- [Written problem 1]
Report every line in the rows that contains the word "black". Case counts.

- [Quoted text]

Ban of Bosnia
- Reign: 1287–1314
- Predecessor: Prijezda I
- Successor: Stephen II
- Born: 1242 Bosnia
- Died: 1314 (aged 71–72) Bosnia
- Burial: Mile, near Visoko
- Spouse: Elizabeth of Serbia
- Issue: Vladislaus Ninoslaus Stephen II another son Catherine Mary
- House: Kotromanić
- Father: Prijezda I
- Mother: Elizabeth of Slavonia

= Stephen I, Ban of Bosnia =

Stephen I Kotromanić (Стефан I; 1242–1314) was a Bosnian Ban from 1287 to 1290 jointly with Ban Prijezda II and 1290–1314 alone as a vassal of the Kingdom of Hungary.

==Origin==
His ancestry is not known precisely. It is believed that he was the son of a German nobleman Gotfrid, founder of the family he belonged to Kelad went to strengthen the Hungarian hold in Bosnia in 1162 or 1163. This German nobleman co-signed the edicts for Bosnia in the Split Church in 1163 with the Hungarian King Stephen IV. Apparently, the Hungarian King Stephen III invited him to place him as a regional ruler in Hungary's name because of his ancestor's successes. Kotroman ruled as a vassal of this King. Mauro Orbini claimed in his work The Kingdom of Slavs that the Ragusan document refers to him as " Cotrumano Goto", i.e. Kotroman the German but it's unclear from where did Orbini make this reference. It has also been speculated that Kotroman might have been a son of Bosnian Ban Prijezda I.

==Biography==
===Before Banate===
Since 1287, when his father, Ban Prijezda I withdrew from power, Kotroman ruled jointly as Ban of Bosnia with another son of Prijezda I, Prijezda II. Kotroman separated the country with Prijezda II, and took eastern Bosnia. After the death of Prijezda II, Kotroman became the sole Ban of Bosnia in 1290.

===Marriage===
In 1284 he married Elizabeth of Serbia, daughter of the King of Syrmia, Stefan Dragutin of the House of Nemanjić, and Queen Catherine, daughter of Hungarian King Stephen V and Elizabeth the Cuman. Dragutin had already controlled two banates in Bosnia: Usora and Soli and Kotroman immediately fell under his influence – many of his acts were at Dragutin's command. The marriage was political and arranged by Ban Prijezda II who had attempted to forge an alliance with Stefan Dragutin.

- [Given entries]
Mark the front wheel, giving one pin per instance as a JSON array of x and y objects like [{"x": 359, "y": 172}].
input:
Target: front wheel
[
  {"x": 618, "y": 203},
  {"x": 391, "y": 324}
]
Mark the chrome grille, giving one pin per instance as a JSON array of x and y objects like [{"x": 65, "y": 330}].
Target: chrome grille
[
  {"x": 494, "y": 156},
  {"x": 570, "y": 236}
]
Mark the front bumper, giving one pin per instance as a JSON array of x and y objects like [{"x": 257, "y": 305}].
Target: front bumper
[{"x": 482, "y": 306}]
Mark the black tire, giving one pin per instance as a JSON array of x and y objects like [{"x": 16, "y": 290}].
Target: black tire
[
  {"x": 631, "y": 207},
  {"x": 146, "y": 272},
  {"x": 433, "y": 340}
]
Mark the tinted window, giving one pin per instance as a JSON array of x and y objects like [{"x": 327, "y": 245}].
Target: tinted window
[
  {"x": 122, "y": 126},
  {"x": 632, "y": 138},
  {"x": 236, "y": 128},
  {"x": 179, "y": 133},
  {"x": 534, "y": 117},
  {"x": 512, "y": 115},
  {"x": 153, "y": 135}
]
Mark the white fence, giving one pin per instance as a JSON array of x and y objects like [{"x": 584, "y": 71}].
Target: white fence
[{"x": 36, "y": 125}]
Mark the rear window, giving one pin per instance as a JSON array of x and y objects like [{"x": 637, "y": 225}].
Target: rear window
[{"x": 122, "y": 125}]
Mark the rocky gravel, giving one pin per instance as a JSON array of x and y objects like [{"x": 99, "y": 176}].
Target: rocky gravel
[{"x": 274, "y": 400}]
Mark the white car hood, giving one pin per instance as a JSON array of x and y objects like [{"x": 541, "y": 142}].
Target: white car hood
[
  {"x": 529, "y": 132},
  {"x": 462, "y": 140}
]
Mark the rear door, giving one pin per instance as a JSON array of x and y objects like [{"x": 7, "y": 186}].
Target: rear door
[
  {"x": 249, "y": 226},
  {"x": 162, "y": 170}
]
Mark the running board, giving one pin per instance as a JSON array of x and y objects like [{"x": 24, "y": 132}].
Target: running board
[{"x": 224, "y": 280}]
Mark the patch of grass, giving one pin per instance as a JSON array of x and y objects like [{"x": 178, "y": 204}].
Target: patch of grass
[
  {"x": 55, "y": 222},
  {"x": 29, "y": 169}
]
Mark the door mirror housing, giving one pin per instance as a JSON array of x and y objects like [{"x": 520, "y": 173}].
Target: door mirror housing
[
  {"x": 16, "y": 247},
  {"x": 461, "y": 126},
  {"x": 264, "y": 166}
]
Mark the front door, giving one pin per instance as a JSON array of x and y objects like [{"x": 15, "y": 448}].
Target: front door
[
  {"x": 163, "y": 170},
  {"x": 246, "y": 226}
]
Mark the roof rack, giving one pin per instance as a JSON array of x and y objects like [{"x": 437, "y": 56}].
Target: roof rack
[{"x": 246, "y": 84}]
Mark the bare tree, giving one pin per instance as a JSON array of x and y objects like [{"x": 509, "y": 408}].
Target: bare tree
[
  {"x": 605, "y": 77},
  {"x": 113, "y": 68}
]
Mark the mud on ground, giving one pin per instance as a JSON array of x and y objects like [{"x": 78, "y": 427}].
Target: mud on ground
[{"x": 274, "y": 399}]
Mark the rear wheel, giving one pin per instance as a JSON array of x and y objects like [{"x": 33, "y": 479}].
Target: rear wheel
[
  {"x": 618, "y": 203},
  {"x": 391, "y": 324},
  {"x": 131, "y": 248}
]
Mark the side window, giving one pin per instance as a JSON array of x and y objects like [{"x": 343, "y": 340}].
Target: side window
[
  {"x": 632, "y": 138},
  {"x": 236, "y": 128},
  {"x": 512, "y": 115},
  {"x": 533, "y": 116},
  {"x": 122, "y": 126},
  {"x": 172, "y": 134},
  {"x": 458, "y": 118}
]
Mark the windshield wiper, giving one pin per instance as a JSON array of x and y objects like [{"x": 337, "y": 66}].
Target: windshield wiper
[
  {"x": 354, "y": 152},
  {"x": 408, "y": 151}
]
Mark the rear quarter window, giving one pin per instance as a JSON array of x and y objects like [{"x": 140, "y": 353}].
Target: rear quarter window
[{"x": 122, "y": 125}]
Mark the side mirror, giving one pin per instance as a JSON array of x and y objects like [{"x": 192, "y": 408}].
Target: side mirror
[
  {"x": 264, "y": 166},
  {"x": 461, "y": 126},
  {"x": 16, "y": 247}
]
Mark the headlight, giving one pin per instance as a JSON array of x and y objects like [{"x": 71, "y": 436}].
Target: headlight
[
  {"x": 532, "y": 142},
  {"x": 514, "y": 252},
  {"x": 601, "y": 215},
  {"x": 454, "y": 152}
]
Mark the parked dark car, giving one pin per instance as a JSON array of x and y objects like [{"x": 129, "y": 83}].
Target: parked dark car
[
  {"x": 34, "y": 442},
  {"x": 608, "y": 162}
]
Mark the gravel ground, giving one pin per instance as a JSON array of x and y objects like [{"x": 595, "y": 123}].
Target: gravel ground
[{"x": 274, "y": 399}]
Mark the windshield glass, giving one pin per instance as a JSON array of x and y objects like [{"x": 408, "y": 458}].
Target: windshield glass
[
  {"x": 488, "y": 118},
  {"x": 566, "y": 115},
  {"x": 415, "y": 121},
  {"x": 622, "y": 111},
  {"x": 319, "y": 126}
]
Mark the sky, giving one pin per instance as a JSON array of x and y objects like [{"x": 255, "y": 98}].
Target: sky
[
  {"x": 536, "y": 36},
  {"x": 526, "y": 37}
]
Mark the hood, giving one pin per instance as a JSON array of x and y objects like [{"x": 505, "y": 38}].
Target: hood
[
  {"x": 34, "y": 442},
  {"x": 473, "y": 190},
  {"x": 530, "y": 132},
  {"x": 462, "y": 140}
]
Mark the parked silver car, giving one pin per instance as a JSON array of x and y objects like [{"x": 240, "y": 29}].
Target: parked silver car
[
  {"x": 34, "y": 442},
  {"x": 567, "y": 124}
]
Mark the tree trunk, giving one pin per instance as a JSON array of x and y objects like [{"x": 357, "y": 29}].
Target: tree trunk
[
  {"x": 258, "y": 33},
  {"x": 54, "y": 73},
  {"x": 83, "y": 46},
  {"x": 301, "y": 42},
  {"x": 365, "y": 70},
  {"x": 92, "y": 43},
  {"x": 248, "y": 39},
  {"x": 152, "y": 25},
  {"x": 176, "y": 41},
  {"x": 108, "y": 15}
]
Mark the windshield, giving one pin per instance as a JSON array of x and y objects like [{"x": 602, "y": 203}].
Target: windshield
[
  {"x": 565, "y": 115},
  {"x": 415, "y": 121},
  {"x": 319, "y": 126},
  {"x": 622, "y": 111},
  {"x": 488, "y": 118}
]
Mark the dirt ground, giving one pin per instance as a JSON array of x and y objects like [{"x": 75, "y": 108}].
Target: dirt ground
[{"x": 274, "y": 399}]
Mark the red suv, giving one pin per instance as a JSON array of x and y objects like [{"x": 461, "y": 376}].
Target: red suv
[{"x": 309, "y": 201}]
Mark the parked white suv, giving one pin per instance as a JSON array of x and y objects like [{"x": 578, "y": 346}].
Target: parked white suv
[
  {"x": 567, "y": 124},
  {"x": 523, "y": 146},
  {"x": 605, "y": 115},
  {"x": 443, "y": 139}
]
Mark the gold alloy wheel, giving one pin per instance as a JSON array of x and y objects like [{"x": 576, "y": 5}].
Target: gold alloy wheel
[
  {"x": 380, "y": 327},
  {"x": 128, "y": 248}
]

- [Written problem 2]
According to the article on Stephen I of Bosnia, whom did he marry in 1284?

- [Right answer 1]
Mark the black tire, giving one pin per instance as a JSON array of x and y objects like [{"x": 16, "y": 290}].
Target: black tire

- [Right answer 2]
Elizabeth of Serbia